> _Task directions_
Output only the lines below that start at the line containing "Target: rosemary leaf" and end at the line containing "<point>452,34</point>", with both ends kept.

(Saved entries)
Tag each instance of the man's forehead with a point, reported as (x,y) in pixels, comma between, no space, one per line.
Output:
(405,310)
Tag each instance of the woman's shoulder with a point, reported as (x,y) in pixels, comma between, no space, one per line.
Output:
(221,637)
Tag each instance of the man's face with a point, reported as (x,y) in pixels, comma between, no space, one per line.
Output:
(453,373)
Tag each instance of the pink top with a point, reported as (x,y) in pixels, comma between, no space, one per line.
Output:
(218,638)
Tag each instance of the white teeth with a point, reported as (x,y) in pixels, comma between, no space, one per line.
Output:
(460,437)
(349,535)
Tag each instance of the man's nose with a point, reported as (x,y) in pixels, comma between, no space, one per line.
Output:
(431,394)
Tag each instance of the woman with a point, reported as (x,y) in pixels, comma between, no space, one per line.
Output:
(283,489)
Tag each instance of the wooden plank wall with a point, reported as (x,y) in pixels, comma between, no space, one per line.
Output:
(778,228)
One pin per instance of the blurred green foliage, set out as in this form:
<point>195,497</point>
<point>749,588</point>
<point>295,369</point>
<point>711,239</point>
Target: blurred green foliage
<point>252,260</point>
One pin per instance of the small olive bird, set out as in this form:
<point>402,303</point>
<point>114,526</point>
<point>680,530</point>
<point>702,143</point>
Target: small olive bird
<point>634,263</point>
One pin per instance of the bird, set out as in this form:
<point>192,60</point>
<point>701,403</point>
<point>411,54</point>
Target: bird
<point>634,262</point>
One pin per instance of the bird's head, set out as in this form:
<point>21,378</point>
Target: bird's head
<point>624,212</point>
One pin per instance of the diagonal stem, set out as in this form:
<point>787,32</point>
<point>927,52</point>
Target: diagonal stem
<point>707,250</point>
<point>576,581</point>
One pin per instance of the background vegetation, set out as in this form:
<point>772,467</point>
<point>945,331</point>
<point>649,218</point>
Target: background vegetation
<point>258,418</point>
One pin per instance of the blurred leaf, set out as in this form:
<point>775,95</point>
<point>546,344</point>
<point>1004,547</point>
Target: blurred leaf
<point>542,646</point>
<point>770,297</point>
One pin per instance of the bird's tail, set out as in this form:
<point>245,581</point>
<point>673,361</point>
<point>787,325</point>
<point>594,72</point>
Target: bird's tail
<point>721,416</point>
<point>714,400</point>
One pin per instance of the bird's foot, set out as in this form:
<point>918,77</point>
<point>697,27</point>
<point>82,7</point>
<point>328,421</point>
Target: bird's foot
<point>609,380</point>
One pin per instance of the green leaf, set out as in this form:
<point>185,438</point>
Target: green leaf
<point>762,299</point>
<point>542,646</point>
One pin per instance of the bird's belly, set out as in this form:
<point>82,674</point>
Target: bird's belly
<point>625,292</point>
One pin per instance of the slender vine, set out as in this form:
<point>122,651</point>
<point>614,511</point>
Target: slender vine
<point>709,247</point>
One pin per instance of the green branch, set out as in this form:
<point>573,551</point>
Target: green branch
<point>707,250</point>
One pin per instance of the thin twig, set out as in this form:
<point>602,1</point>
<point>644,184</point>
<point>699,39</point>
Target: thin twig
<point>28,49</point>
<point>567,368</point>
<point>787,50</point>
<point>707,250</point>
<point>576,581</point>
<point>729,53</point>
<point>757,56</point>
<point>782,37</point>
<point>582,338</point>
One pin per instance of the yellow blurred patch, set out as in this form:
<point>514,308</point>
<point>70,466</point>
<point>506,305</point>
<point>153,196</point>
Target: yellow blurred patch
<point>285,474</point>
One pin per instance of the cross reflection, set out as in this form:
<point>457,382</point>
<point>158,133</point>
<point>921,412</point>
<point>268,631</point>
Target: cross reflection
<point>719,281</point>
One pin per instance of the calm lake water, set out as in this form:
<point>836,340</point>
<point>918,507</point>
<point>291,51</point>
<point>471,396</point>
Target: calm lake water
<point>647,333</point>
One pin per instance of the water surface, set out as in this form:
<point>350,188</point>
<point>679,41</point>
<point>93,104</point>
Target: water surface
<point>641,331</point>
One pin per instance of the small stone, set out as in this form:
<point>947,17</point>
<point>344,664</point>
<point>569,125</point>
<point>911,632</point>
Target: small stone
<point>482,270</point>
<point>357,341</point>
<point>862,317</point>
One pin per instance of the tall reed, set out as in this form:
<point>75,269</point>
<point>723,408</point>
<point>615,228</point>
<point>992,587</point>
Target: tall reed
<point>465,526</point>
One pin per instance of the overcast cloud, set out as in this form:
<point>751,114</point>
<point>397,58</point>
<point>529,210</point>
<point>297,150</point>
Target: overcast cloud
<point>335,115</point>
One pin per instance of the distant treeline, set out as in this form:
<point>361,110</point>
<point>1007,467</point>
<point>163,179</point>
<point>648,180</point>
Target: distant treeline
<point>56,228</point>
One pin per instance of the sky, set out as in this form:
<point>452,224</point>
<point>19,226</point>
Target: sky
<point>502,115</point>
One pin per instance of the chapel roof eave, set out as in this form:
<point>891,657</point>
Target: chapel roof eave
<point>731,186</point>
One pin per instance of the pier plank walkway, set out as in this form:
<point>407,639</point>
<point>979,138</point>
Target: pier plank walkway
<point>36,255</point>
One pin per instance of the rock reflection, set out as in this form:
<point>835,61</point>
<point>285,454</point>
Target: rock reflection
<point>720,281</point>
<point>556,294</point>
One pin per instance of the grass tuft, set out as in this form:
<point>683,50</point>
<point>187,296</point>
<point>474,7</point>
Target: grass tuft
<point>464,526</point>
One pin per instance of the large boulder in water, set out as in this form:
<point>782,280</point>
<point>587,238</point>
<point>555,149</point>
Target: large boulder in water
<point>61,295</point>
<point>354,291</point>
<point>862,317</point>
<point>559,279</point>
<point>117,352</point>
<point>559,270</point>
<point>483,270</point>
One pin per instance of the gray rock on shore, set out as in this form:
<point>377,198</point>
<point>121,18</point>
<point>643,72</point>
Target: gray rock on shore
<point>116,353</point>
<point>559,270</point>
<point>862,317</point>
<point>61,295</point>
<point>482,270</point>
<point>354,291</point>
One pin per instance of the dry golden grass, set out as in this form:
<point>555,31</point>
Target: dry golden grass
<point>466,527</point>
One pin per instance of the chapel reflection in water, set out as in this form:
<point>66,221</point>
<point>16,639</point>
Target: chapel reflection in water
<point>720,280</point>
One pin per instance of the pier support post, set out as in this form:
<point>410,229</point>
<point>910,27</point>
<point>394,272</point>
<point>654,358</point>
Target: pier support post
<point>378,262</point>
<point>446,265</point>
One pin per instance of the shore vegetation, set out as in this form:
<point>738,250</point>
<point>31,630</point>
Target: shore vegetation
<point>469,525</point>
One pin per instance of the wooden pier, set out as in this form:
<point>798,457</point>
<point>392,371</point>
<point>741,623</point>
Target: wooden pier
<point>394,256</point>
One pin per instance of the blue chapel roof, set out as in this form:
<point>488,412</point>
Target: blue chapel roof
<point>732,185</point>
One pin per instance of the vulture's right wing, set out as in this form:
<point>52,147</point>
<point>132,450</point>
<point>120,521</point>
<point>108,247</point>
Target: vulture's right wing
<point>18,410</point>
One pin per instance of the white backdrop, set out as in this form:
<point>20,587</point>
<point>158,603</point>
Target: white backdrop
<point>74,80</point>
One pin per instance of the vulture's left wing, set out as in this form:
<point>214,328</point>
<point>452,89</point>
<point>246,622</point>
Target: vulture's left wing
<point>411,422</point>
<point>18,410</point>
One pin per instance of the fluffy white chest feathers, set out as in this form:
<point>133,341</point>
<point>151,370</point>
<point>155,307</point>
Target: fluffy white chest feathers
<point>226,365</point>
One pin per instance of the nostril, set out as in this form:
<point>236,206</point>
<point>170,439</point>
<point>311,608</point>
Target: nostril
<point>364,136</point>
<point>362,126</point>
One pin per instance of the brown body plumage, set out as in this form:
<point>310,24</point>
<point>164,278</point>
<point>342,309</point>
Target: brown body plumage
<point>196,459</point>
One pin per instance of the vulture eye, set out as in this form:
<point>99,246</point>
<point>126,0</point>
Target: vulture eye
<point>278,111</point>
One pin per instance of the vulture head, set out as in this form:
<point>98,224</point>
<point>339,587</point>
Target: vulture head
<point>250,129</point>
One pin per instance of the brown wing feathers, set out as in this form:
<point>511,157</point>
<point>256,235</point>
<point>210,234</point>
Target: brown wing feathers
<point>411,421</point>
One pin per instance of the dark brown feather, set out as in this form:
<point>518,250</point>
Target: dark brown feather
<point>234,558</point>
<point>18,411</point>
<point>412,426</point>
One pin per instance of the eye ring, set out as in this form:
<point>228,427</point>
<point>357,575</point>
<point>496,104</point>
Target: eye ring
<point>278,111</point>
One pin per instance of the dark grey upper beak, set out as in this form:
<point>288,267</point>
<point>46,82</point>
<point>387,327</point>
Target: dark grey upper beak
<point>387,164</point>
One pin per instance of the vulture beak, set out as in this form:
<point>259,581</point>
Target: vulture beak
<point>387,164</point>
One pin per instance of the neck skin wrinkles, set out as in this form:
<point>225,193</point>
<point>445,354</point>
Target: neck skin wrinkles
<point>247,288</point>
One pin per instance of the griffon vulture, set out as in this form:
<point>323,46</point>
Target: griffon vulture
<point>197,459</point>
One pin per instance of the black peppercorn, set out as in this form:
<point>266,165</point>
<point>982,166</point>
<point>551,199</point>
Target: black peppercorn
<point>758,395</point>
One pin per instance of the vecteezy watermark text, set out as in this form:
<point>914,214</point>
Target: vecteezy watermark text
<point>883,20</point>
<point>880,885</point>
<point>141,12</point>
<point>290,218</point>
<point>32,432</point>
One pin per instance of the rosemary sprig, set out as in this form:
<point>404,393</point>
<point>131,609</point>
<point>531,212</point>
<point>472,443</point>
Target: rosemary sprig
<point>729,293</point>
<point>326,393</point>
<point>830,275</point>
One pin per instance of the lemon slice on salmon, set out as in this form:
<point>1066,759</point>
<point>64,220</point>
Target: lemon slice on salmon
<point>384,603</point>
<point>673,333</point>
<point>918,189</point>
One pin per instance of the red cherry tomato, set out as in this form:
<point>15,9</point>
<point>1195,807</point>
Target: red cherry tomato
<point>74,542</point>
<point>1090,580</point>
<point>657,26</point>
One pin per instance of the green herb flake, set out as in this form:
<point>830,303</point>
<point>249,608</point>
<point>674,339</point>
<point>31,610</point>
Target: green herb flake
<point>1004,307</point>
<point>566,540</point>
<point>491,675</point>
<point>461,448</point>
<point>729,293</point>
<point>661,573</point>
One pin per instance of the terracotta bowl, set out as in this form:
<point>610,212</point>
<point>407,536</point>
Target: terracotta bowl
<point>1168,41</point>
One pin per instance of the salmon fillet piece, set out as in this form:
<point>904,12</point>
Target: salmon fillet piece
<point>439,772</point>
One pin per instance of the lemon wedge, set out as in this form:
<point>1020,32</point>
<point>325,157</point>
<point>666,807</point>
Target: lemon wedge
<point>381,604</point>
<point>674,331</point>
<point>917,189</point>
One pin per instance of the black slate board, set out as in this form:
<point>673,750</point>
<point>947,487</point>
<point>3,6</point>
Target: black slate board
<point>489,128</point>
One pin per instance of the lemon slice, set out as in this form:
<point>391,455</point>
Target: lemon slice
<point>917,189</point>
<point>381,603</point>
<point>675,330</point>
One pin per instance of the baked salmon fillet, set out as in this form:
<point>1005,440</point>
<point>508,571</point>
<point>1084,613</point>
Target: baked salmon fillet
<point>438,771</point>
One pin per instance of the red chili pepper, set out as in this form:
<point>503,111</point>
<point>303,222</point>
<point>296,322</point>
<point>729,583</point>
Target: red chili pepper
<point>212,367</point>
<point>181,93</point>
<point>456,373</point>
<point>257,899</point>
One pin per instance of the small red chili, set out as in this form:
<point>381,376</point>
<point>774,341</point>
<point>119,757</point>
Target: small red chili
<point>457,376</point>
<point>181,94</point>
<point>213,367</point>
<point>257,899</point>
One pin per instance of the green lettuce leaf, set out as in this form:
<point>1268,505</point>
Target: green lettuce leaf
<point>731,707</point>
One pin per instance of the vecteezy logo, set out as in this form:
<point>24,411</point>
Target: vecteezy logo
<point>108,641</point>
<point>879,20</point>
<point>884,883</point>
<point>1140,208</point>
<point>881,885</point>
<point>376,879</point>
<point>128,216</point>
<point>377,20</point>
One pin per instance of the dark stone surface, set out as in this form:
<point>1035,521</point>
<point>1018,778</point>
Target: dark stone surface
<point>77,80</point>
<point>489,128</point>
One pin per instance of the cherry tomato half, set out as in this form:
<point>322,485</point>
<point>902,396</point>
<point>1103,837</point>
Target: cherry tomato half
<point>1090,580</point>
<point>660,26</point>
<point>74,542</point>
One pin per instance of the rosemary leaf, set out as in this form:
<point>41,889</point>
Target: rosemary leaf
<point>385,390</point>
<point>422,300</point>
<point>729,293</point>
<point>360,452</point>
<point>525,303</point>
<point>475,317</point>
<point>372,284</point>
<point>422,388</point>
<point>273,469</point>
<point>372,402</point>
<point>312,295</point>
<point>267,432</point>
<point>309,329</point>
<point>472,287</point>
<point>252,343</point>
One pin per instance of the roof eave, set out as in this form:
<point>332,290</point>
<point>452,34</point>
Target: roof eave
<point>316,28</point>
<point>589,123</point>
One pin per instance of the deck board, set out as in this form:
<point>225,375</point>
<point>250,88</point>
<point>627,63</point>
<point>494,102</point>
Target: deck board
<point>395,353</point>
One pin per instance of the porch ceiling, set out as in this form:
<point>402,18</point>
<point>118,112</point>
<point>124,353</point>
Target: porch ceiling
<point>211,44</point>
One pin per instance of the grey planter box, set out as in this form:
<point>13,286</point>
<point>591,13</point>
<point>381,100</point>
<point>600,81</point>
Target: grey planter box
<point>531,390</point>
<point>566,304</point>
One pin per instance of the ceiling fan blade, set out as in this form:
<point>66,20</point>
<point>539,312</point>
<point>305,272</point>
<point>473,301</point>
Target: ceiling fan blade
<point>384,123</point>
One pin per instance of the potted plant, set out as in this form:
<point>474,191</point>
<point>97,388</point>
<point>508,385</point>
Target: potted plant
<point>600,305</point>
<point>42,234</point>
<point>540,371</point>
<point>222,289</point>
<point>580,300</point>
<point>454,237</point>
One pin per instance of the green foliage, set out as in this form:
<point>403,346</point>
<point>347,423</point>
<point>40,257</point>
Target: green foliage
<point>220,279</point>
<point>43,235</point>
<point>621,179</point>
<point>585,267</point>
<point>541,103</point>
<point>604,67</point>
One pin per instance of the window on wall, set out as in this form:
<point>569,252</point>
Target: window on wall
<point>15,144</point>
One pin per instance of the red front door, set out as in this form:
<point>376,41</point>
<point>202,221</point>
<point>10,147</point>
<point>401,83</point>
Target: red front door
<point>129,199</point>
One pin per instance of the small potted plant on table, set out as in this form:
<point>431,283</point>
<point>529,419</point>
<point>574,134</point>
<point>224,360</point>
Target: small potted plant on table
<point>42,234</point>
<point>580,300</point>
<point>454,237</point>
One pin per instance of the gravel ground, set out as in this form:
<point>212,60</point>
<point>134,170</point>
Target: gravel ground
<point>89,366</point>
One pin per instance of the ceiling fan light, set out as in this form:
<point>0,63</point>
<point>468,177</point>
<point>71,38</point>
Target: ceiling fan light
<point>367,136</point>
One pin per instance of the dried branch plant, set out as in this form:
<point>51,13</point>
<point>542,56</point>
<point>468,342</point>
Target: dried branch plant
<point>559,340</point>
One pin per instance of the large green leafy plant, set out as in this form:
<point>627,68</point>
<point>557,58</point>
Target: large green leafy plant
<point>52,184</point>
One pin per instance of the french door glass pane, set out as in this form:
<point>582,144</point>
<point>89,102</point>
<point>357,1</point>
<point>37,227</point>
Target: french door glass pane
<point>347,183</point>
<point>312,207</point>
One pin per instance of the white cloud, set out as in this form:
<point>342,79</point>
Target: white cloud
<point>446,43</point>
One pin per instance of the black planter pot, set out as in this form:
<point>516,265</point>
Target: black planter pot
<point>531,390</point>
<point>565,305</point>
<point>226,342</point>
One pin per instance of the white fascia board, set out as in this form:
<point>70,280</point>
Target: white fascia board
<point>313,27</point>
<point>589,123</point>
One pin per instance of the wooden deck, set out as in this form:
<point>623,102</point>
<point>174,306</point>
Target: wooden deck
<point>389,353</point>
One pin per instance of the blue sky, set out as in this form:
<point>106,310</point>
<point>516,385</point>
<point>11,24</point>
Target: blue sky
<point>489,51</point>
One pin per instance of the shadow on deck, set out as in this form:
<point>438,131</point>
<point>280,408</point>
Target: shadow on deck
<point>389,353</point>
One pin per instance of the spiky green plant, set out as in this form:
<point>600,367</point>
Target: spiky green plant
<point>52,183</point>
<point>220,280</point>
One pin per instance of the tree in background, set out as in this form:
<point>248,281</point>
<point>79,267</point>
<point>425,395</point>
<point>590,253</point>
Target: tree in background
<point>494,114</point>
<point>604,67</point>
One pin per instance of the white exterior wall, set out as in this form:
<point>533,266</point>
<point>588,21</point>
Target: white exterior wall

> _Task output_
Target: rosemary leaf
<point>385,390</point>
<point>422,300</point>
<point>729,293</point>
<point>360,452</point>
<point>525,303</point>
<point>475,317</point>
<point>372,284</point>
<point>422,388</point>
<point>273,469</point>
<point>372,402</point>
<point>312,295</point>
<point>267,432</point>
<point>309,329</point>
<point>472,287</point>
<point>252,343</point>
One pin per instance of the roof eave, set out as in this form:
<point>332,290</point>
<point>452,34</point>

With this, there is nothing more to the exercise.